» TEXT SHOWN
- Opening Delimiter -

The Federal Court's recent decision in Chevron Australia Holdings Pty Ltd v Commissioner of Taxation (No 4)  FCA 1092 is an important decision in relation to Australia's transfer pricing law and the application of the arm's length principle to financing issues (such as risk margins and choice of currency). In particular, the decision highlights the importance of having relevant and high-quality expert evidence in transfer pricing disputes.
Background to the issues
This case has been closely followed, as it was the first case in Australia which applied transfer pricing principles in a financing context (and only the third significant Australian transfer pricing case). The financing issues have attracted particular attention, as limited judicial guidance on this issue exists globally (such as the Canadian decisions in The Queen v. General Electric Capital Canada Inc. 2010 FCA 344, which had accepted that passive affiliation could be taken into account in a transfer pricing analysis).

- Closing Delimiter -

» SUPPLIED ENTRIES

- Opening Delimiter -

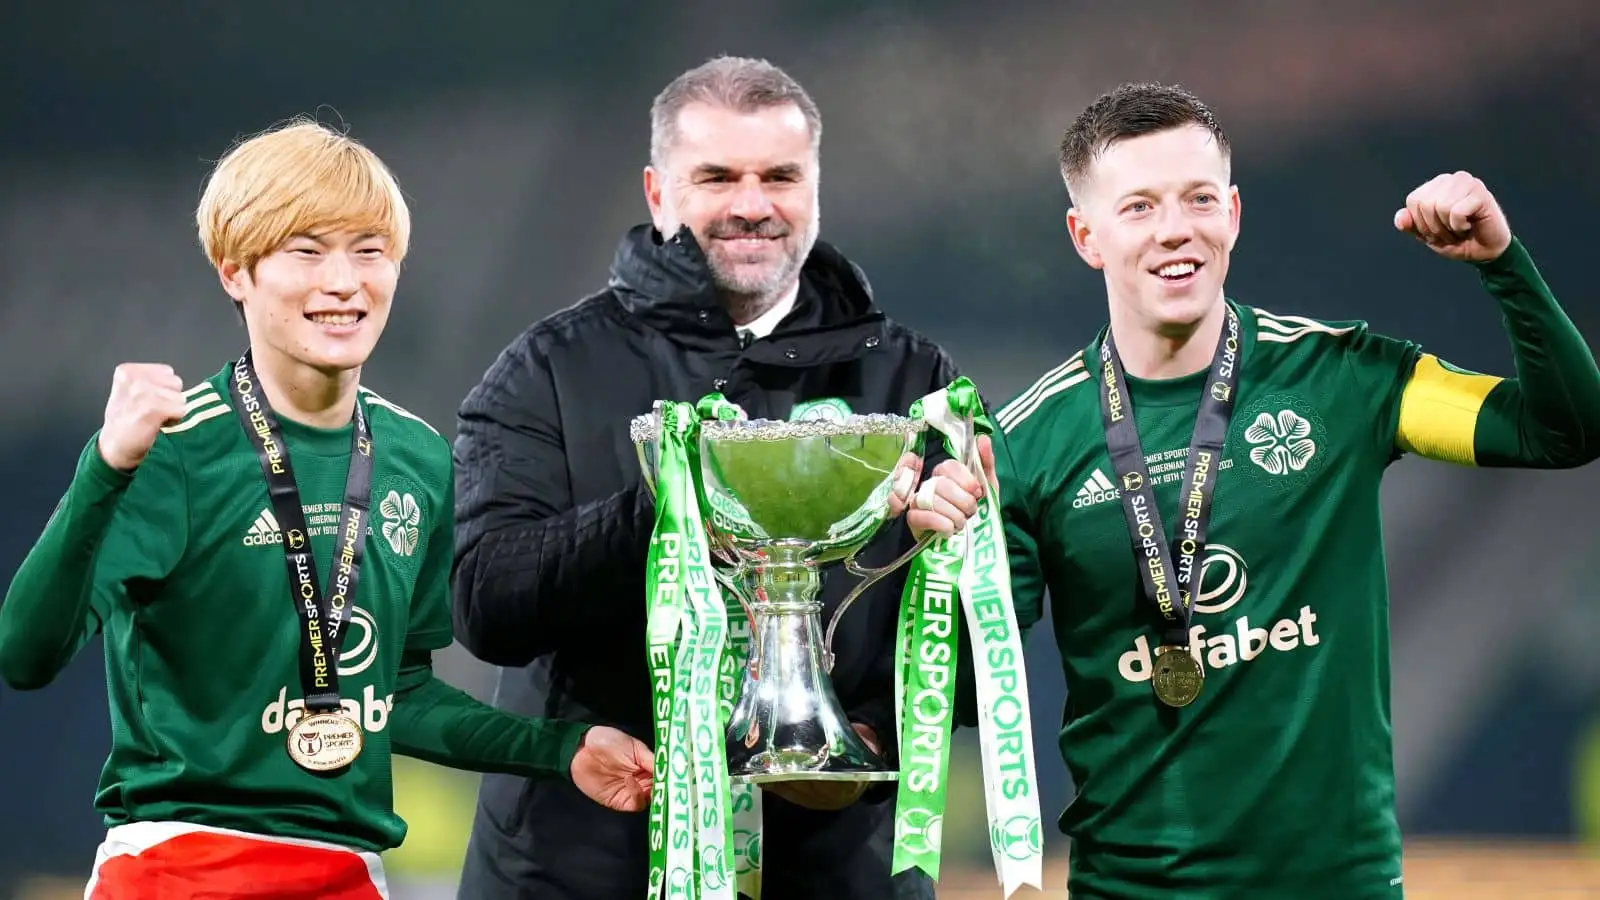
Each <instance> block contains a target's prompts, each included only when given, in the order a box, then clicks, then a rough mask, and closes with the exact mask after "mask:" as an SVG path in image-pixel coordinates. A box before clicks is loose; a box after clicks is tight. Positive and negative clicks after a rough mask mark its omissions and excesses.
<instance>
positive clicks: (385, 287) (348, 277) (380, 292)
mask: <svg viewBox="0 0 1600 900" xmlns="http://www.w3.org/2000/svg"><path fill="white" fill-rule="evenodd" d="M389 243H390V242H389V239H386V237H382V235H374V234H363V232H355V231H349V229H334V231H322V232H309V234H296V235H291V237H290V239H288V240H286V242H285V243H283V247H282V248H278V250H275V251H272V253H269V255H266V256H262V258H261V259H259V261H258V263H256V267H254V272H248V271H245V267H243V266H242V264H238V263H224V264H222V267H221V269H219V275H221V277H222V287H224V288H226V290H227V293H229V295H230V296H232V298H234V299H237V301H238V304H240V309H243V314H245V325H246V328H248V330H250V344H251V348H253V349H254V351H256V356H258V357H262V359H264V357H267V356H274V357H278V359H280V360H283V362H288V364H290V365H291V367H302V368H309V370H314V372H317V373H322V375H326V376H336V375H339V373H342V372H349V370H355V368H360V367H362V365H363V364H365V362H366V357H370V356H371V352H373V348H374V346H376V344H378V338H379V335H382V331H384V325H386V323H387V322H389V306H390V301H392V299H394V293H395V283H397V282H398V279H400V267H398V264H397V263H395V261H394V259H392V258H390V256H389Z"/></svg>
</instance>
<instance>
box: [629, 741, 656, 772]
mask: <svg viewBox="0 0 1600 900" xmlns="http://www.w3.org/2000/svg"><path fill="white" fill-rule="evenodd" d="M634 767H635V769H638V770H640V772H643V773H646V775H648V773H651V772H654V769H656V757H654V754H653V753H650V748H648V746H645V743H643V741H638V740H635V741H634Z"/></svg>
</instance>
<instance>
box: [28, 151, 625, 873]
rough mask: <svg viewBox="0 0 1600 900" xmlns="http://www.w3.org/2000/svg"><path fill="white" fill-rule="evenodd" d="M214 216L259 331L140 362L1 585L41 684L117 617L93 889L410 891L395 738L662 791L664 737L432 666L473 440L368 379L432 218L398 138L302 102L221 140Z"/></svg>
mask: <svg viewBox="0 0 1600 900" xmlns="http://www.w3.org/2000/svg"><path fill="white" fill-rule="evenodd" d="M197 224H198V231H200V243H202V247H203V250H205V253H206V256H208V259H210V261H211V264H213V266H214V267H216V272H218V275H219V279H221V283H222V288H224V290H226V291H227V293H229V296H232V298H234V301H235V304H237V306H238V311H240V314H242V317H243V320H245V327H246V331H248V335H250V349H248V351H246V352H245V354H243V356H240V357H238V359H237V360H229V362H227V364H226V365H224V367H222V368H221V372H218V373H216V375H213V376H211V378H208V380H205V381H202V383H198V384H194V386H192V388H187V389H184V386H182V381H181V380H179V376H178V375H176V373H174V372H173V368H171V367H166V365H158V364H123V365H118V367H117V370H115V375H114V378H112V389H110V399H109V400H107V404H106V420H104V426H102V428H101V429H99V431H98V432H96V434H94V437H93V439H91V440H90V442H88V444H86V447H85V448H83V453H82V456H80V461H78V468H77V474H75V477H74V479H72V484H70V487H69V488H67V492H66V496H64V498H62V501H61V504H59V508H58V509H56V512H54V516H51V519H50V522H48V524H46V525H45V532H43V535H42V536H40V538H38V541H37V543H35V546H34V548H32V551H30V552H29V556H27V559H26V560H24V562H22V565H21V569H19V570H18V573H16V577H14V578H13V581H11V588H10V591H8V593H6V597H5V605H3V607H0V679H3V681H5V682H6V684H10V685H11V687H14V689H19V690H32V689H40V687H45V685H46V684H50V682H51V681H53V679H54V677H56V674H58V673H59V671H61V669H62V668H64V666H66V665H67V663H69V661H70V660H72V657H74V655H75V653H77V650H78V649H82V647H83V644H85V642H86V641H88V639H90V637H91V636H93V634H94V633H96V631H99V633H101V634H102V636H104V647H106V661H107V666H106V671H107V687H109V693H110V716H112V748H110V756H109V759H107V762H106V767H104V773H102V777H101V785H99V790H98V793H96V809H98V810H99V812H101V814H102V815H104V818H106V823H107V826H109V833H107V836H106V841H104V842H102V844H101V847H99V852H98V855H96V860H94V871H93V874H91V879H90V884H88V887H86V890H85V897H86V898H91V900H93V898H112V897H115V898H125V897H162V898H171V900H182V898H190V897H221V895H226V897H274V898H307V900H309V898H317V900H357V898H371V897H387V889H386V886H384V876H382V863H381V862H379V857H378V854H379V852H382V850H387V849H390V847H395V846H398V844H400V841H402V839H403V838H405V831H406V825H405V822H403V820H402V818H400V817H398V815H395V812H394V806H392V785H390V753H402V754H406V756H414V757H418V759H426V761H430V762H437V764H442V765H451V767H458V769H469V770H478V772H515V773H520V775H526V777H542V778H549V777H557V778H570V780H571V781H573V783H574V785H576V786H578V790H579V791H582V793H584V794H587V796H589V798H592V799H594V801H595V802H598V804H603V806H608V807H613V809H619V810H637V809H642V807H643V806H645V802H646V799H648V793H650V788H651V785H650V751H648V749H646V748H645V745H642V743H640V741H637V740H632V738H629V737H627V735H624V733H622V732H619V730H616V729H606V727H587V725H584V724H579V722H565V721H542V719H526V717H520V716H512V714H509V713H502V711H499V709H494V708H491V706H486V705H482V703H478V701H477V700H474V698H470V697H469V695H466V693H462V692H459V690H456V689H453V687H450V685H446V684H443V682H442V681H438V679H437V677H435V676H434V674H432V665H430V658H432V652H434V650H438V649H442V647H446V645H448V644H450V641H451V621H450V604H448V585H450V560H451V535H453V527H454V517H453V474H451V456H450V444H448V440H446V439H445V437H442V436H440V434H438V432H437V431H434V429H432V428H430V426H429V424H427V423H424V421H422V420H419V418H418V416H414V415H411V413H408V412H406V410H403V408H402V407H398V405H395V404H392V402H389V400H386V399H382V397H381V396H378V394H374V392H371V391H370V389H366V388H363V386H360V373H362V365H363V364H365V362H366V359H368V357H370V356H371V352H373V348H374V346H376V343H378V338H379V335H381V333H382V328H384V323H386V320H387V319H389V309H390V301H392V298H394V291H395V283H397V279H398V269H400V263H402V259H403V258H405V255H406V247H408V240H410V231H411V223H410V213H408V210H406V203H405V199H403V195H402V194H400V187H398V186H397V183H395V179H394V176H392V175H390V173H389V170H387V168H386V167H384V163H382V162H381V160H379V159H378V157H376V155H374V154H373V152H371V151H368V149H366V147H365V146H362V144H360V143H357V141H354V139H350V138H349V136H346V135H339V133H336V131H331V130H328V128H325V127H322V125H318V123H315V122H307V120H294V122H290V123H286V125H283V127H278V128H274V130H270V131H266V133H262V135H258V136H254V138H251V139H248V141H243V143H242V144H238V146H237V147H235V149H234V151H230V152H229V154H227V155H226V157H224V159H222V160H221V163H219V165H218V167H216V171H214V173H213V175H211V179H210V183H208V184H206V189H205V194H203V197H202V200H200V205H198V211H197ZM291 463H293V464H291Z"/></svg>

- Closing Delimiter -

» WHAT NEEDS TO BE DONE
In the text on the Chevron transfer pricing decision, what does the decision highlight the importance of having in transfer pricing disputes?

» SOLUTION TO THE PROBLEM
Relevant and high-quality expert evidence.